Brief:
A word-for-word copy of the entries, with images excluded, is the expected answer.

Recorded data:
== == ==
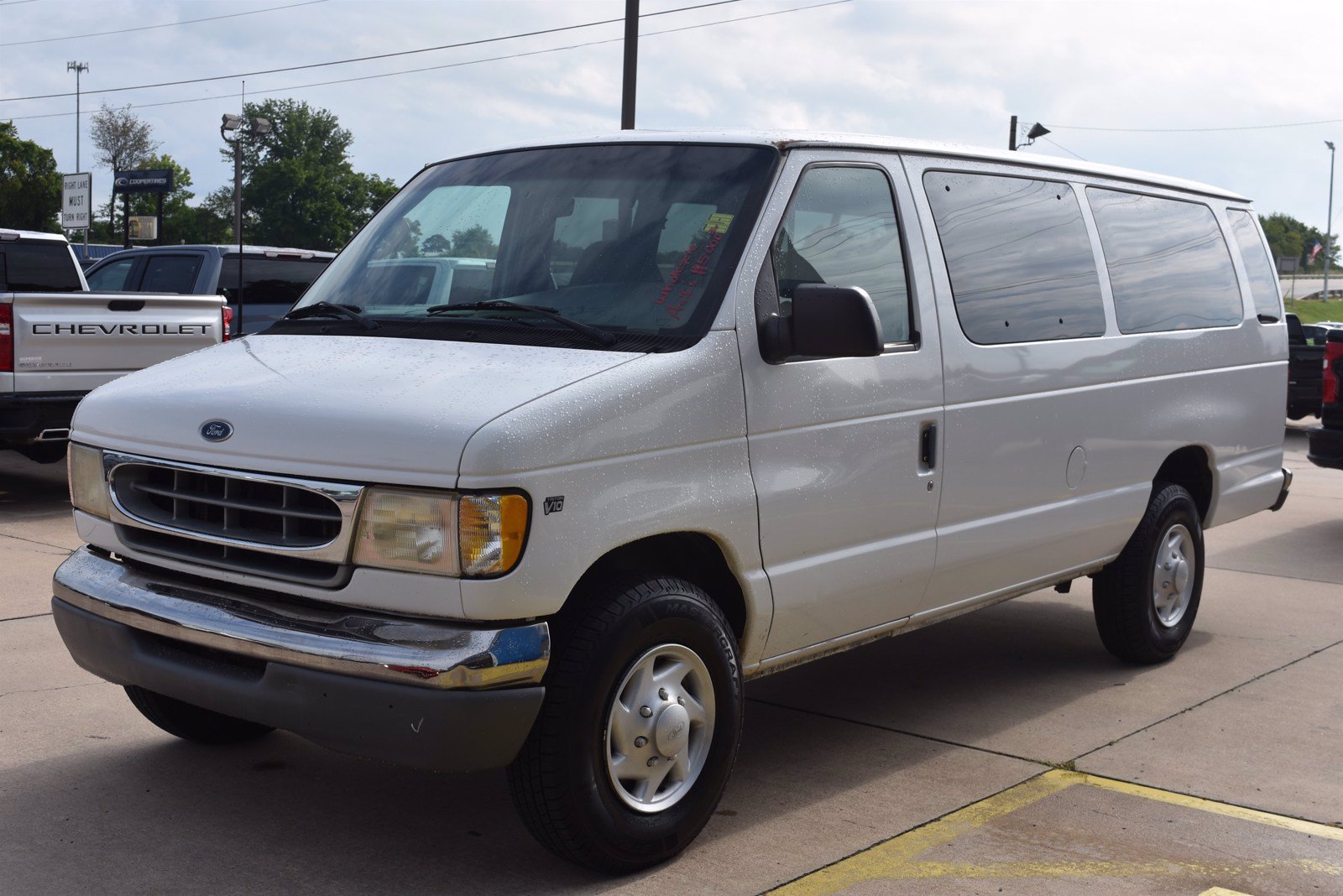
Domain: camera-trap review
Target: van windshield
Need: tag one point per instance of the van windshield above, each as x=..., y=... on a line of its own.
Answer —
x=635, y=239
== == ==
Output below:
Domain: camera-trap review
Target: van windshield
Need: tag one point per instance of the van windshield above, each as x=..., y=... on a line of its own.
Answer —
x=635, y=239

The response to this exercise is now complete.